(Excerpts from point annotation data)
---------------

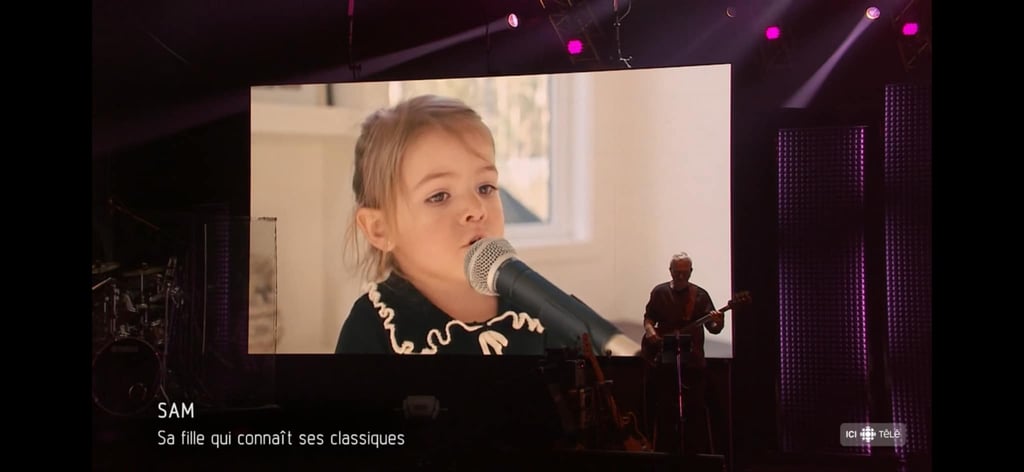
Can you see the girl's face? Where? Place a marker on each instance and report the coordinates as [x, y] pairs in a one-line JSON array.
[[448, 200]]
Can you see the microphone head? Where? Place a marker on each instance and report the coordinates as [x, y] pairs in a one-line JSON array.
[[482, 261]]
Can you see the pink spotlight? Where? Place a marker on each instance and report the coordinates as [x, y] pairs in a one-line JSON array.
[[574, 46]]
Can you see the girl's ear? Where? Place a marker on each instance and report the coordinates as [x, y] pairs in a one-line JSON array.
[[374, 227]]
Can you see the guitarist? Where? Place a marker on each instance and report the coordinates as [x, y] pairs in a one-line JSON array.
[[672, 305]]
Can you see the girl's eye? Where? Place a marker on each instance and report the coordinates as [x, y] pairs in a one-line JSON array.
[[437, 198]]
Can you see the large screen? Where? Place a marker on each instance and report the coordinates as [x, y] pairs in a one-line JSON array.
[[604, 176]]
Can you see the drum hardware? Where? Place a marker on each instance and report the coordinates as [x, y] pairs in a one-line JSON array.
[[130, 365], [99, 267]]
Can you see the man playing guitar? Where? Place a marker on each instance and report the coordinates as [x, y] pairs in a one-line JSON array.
[[672, 306]]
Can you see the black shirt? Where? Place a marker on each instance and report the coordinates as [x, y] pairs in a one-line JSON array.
[[394, 317]]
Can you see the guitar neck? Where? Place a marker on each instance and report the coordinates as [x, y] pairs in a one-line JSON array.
[[701, 319]]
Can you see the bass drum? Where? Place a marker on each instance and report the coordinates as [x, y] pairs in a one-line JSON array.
[[125, 377]]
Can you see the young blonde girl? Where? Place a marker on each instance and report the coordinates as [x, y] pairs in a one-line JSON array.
[[426, 188]]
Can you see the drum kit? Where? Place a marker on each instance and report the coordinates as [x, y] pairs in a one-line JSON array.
[[131, 311]]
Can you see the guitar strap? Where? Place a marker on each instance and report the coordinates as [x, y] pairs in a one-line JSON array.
[[690, 301]]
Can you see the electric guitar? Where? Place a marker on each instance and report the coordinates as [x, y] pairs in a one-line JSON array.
[[651, 348], [625, 438]]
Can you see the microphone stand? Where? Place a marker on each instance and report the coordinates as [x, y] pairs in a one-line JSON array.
[[679, 388], [587, 325]]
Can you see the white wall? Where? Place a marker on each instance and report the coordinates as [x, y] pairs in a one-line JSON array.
[[658, 184]]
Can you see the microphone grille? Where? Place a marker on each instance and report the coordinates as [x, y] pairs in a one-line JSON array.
[[482, 261]]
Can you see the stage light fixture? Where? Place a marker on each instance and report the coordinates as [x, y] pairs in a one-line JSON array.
[[574, 46]]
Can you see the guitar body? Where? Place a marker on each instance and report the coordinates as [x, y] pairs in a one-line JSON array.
[[650, 348]]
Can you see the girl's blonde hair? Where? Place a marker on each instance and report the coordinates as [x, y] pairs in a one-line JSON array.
[[379, 152]]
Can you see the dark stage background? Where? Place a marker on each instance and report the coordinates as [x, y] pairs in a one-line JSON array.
[[830, 213]]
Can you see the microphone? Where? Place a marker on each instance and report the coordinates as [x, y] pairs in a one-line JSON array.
[[493, 268]]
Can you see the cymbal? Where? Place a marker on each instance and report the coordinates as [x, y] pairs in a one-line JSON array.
[[143, 271], [103, 267]]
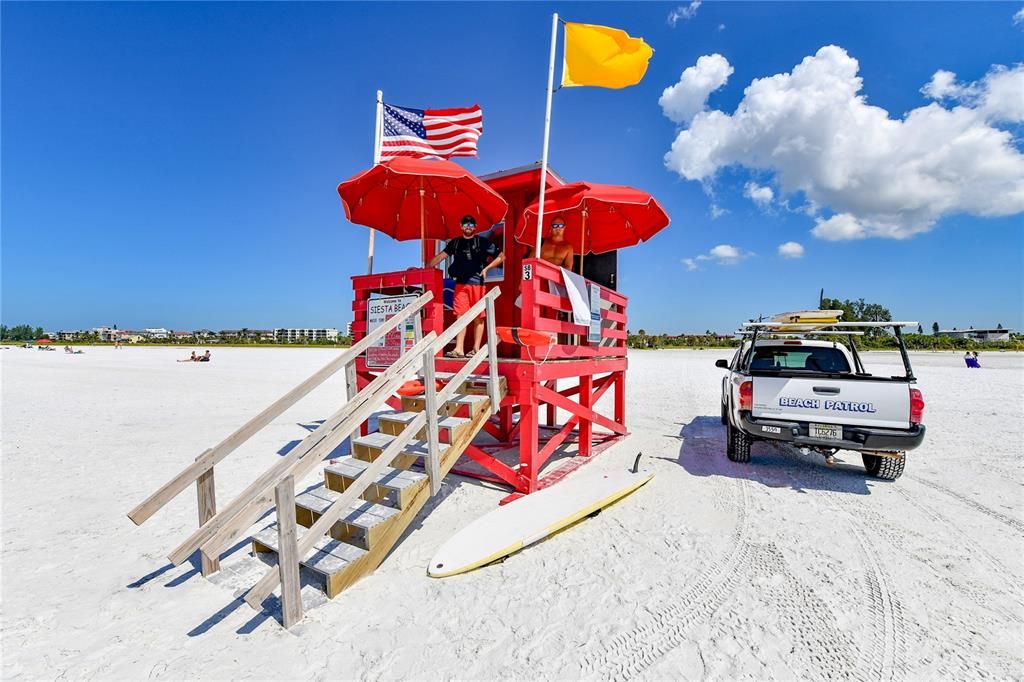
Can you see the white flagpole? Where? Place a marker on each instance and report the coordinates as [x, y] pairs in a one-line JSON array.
[[547, 134], [378, 144]]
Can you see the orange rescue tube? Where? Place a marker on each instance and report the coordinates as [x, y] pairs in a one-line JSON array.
[[524, 337], [415, 387]]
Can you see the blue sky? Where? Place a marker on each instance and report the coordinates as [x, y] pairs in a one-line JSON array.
[[175, 164]]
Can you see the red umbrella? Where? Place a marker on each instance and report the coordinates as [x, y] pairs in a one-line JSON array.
[[419, 199], [598, 217]]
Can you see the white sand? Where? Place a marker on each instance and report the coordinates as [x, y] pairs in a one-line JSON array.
[[778, 568]]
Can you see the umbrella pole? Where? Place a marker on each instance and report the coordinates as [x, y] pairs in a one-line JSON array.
[[583, 242], [423, 233]]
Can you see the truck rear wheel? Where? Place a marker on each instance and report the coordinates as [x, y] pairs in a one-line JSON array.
[[738, 448], [886, 468]]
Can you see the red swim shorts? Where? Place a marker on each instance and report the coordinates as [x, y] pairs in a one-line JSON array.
[[466, 296]]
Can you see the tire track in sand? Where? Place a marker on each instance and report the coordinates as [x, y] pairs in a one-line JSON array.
[[664, 629], [885, 655], [987, 511], [825, 650], [982, 597]]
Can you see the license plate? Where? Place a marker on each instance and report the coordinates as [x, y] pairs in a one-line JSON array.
[[826, 431]]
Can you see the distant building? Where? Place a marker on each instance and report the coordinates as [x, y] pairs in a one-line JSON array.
[[283, 335], [978, 334]]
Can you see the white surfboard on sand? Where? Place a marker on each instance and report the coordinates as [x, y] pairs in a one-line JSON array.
[[532, 517]]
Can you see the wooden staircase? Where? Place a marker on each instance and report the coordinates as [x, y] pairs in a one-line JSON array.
[[343, 529], [371, 526]]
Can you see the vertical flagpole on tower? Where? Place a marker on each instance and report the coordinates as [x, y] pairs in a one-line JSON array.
[[378, 144], [547, 134]]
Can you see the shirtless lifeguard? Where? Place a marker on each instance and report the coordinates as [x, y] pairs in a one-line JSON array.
[[556, 250]]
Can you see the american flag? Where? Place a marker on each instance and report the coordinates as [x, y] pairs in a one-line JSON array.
[[430, 132]]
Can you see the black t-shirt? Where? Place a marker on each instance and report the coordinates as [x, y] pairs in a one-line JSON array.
[[469, 257]]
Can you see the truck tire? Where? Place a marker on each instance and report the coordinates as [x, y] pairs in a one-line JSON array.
[[886, 468], [738, 448]]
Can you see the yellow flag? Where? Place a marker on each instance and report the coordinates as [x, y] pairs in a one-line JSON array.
[[603, 56]]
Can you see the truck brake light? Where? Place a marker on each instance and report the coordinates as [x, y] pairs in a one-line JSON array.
[[916, 407], [747, 395]]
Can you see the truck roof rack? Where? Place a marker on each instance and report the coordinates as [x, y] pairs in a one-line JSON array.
[[801, 327], [807, 333]]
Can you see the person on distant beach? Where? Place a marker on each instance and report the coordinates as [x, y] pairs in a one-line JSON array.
[[469, 255]]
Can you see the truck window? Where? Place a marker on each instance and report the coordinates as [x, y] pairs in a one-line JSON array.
[[812, 359]]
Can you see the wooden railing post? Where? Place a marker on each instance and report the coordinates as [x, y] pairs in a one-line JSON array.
[[206, 497], [288, 553], [430, 395], [351, 381], [493, 356]]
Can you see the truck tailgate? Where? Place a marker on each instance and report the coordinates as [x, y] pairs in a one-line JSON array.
[[856, 402]]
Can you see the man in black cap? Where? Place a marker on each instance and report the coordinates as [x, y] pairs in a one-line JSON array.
[[469, 264]]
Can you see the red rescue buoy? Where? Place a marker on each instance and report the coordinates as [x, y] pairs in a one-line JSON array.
[[525, 337]]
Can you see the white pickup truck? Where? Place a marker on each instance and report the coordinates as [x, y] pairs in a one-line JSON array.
[[816, 394]]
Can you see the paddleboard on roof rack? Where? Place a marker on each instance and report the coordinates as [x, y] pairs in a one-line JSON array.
[[808, 317]]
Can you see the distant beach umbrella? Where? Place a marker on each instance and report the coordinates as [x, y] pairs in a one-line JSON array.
[[411, 199], [598, 217]]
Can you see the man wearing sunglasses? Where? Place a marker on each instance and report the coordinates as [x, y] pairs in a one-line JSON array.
[[555, 249], [469, 255]]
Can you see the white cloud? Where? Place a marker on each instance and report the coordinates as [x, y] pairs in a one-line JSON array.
[[998, 97], [872, 174], [791, 250], [723, 254], [687, 97], [759, 195], [683, 12]]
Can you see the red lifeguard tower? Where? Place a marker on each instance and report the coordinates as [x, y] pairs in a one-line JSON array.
[[588, 369]]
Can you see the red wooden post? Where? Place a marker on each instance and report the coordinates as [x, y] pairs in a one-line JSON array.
[[586, 426], [621, 397], [528, 440], [553, 385]]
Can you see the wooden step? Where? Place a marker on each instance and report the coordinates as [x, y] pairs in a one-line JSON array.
[[474, 383], [361, 524], [329, 557], [461, 405], [395, 485], [394, 423], [411, 488], [372, 445]]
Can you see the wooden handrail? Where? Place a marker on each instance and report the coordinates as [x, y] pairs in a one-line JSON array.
[[205, 462], [249, 505]]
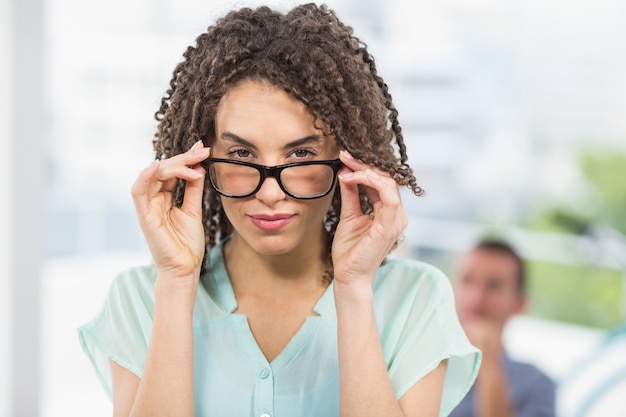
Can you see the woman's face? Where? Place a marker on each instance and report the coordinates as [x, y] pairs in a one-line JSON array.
[[261, 124]]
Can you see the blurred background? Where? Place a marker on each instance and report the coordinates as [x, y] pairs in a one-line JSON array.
[[513, 114]]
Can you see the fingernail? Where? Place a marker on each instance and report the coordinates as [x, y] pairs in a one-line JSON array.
[[372, 174], [195, 174], [201, 151], [346, 175]]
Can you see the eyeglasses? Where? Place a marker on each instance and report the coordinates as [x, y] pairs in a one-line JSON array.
[[302, 180]]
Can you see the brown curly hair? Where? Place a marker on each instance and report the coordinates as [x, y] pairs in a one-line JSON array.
[[307, 52]]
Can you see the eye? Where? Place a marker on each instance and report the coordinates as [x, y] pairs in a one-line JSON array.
[[303, 153], [240, 153]]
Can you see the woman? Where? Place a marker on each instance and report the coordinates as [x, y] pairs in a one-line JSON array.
[[269, 212]]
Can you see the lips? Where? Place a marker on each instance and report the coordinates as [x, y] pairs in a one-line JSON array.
[[271, 222]]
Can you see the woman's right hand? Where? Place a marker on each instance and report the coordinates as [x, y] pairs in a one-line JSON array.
[[174, 235]]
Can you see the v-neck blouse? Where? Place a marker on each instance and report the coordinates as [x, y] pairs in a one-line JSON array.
[[415, 315]]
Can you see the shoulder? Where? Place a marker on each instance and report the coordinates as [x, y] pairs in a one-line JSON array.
[[133, 286], [408, 275]]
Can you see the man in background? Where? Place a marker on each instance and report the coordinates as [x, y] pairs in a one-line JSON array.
[[490, 287]]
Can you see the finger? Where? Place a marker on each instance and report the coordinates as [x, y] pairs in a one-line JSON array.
[[382, 191], [196, 154], [140, 188], [350, 201], [192, 201]]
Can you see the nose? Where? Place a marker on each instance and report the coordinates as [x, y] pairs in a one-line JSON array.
[[270, 192]]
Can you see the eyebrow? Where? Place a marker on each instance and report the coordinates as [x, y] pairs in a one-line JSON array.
[[293, 144]]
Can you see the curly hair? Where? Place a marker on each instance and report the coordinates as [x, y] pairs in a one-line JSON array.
[[307, 52]]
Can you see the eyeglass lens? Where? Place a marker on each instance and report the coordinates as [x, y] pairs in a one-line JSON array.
[[304, 181]]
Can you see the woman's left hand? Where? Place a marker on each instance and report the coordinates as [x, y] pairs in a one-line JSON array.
[[362, 241]]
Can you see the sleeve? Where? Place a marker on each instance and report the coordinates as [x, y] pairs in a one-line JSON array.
[[121, 330], [421, 329]]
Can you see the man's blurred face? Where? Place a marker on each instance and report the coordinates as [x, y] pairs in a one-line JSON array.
[[486, 287]]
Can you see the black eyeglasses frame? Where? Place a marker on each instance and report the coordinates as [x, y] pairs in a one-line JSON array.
[[273, 172]]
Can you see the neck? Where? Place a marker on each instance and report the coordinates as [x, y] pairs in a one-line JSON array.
[[301, 269]]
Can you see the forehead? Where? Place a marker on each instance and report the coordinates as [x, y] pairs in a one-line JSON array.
[[254, 105]]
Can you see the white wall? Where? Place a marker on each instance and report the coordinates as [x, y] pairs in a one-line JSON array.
[[5, 209], [23, 203]]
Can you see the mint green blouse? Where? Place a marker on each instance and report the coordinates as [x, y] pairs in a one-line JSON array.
[[415, 315]]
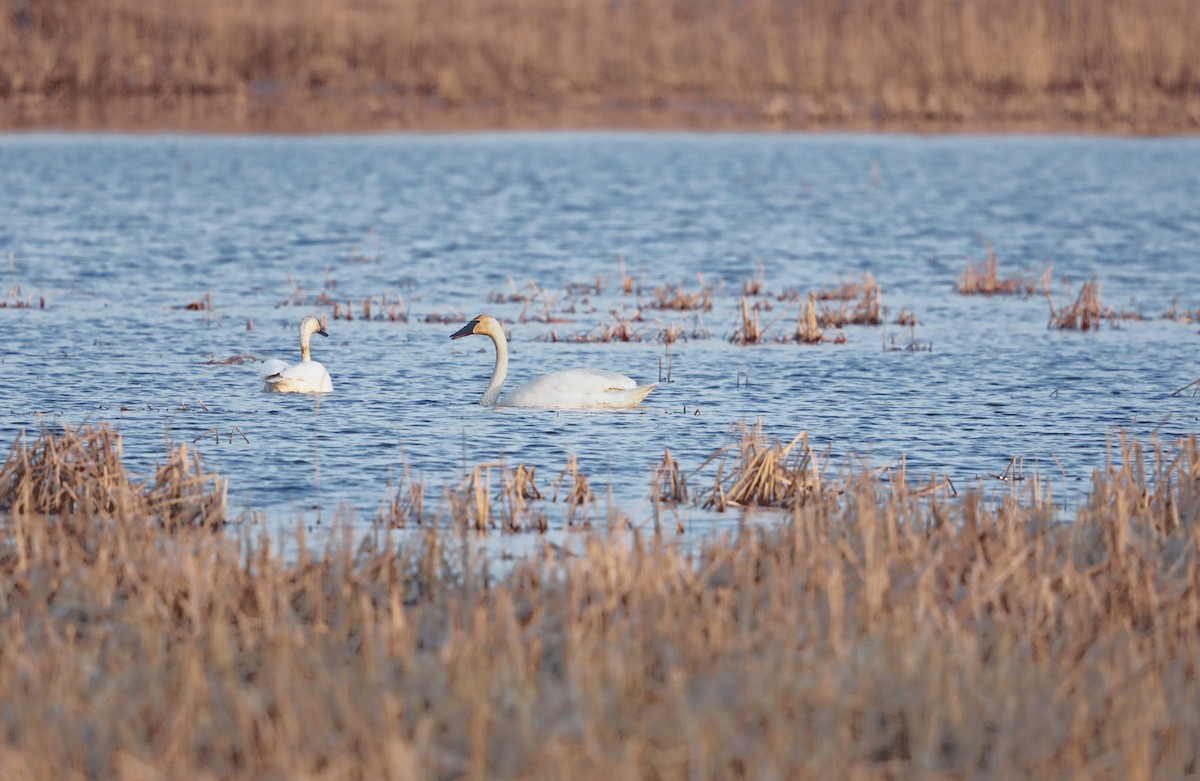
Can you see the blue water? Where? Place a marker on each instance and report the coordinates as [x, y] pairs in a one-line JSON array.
[[119, 233]]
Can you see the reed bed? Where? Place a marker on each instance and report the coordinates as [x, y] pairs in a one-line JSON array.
[[749, 330], [771, 62], [473, 504], [670, 481], [808, 328], [384, 308], [983, 278], [873, 635], [18, 300], [78, 472], [677, 298], [1085, 313], [766, 473]]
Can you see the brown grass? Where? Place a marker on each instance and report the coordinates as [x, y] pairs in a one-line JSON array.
[[873, 635], [1126, 64], [18, 300], [79, 473], [750, 330], [808, 329], [1085, 313], [670, 481], [766, 474], [983, 278], [384, 308], [667, 298], [473, 504]]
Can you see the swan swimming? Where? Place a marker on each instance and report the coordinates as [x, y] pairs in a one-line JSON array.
[[307, 376], [569, 389]]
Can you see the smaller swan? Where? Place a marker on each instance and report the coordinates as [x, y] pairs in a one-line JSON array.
[[569, 389], [307, 376]]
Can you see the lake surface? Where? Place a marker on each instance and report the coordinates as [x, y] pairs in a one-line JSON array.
[[118, 234]]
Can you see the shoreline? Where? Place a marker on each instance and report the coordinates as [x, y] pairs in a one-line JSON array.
[[287, 112]]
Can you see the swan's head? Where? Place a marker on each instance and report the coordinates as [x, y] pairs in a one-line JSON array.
[[483, 324], [311, 324]]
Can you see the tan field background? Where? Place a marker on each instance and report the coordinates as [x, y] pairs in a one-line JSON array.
[[346, 65], [877, 631]]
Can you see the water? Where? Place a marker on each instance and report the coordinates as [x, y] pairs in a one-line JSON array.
[[119, 233]]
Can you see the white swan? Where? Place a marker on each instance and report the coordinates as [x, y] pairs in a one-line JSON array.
[[307, 376], [569, 389]]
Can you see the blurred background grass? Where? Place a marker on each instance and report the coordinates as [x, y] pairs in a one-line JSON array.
[[311, 65]]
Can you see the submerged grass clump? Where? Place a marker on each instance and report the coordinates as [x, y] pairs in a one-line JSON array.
[[1084, 314], [766, 473], [79, 473], [983, 278], [873, 634], [677, 298]]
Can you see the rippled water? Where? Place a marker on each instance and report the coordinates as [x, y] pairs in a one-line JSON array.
[[119, 233]]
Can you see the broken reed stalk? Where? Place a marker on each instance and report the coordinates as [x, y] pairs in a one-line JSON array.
[[983, 278], [670, 481], [667, 298], [1084, 314], [406, 504], [79, 474], [867, 636], [580, 494], [474, 506], [750, 330], [808, 331], [767, 474]]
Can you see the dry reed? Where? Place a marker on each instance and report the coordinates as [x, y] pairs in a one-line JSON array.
[[767, 474], [73, 473], [808, 330], [750, 330], [580, 494], [670, 482], [871, 635], [1128, 64], [473, 504], [1085, 313], [667, 298], [983, 278]]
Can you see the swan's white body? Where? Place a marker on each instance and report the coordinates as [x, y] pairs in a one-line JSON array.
[[569, 389], [307, 376]]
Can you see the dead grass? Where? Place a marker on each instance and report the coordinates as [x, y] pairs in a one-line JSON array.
[[868, 308], [580, 494], [874, 634], [771, 61], [750, 330], [79, 473], [670, 481], [677, 298], [1086, 313], [766, 473], [808, 329], [983, 278], [385, 308], [18, 300]]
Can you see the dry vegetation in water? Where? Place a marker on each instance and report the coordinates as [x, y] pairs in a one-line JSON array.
[[874, 634], [1086, 313], [983, 278], [343, 65]]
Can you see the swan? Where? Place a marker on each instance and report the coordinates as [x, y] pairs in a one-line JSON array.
[[307, 376], [569, 389]]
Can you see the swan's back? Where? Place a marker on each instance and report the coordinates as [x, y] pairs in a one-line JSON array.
[[307, 377], [579, 388]]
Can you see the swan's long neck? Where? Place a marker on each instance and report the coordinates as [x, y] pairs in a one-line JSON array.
[[305, 353], [499, 371]]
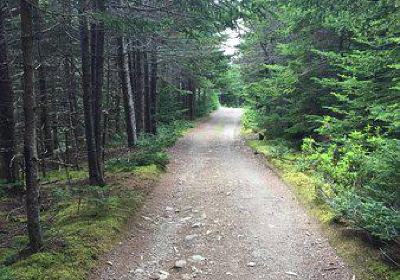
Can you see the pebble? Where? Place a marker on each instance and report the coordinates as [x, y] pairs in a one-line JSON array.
[[196, 225], [137, 271], [197, 258], [186, 277], [180, 264], [191, 237], [290, 273]]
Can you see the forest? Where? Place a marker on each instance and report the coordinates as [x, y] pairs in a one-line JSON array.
[[92, 93], [321, 83]]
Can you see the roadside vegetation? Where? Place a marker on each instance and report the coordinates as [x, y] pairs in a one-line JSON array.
[[81, 222], [320, 83]]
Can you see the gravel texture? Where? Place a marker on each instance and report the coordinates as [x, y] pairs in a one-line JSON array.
[[220, 213]]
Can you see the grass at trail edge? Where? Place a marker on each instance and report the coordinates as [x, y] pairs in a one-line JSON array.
[[82, 222], [363, 258]]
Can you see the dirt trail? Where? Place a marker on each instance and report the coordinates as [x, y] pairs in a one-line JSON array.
[[220, 202]]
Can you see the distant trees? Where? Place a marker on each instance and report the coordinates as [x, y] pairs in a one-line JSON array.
[[324, 75], [30, 144], [92, 73], [8, 165]]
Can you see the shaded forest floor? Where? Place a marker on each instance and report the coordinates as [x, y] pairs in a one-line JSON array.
[[81, 222], [220, 213], [361, 252]]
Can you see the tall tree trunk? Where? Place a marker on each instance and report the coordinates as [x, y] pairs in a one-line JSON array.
[[136, 82], [97, 68], [146, 92], [94, 177], [8, 170], [129, 105], [70, 84], [44, 116], [191, 99], [153, 93], [30, 148]]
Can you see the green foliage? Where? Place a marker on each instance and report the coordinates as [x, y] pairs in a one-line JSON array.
[[364, 260], [150, 148], [328, 79], [86, 222]]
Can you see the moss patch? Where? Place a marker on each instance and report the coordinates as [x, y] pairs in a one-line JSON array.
[[83, 222], [363, 259]]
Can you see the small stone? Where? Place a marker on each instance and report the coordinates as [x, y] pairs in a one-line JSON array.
[[290, 273], [186, 277], [163, 275], [196, 225], [137, 271], [197, 258], [180, 264], [191, 237], [155, 276]]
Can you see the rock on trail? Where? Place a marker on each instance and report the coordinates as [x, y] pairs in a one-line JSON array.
[[220, 213]]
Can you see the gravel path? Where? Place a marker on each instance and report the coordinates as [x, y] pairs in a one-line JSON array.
[[220, 213]]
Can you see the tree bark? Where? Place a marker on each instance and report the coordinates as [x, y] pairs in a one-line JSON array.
[[8, 170], [44, 116], [30, 148], [153, 94], [191, 99], [97, 68], [70, 85], [129, 104], [146, 92], [94, 177], [137, 88]]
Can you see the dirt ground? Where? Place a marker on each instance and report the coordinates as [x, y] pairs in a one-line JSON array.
[[220, 213]]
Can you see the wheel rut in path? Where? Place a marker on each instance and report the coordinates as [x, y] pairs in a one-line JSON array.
[[224, 215]]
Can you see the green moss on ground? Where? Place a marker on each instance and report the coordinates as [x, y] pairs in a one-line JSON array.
[[363, 259], [82, 222]]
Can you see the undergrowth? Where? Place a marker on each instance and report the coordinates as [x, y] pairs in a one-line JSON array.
[[82, 222], [363, 258]]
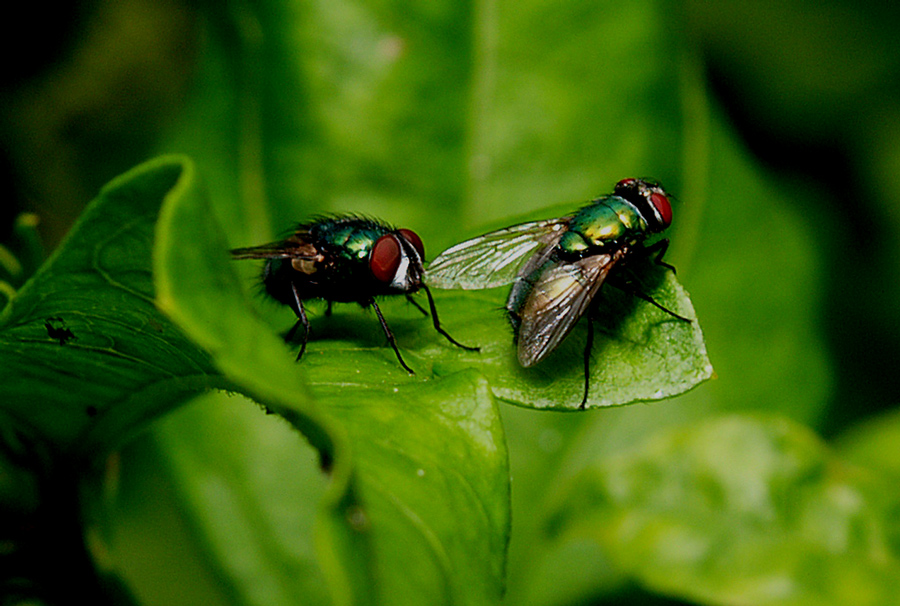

---------------

Instructions for the task ▸ In the listing, replace "bass drum" with "kick drum" and write out again the lines from the one containing "Can you see the large" through the one containing "[[131, 311]]", leaving everything else as it is.

Task answer ▸
Can you see the large screen? Where? Place a marker on each instance and report the coordinates as [x, y] pairs in a one-line JSON array.
[[604, 176]]
Can you see the drum hardware? Where? Place a marker on each instance and report the coordinates as [x, y] pairs in a one-line JSON array.
[[130, 365], [99, 267]]
Can you see the man playing guitar? Where? Place a marker on each instance and report the coordinates as [x, y] pairs in a one-line JSON array.
[[672, 306]]
Can you see the black shirt? Where? Place a marker on each instance and report the coordinates as [x, y] pairs in a one-line JSON array.
[[394, 317]]
Can you see the guitar neck? Where? Place a marker on each instance and report the coordinates as [x, y] pairs in a one-line JSON array.
[[701, 319]]
Can you see the kick drum? Where? Place a marker on each instance and report the coordinates as [x, y] pairs in a one-line JSON array.
[[125, 377]]
Can you see the young blonde girl? Where? Place a marker on each instance and report the coordinates as [x, y] pairs in a one-line JSON array.
[[426, 188]]
Can you see the drum kit? Where? Place a marker on each instance and report the coordinates as [x, y] pairs in a one-line JSON array.
[[131, 311]]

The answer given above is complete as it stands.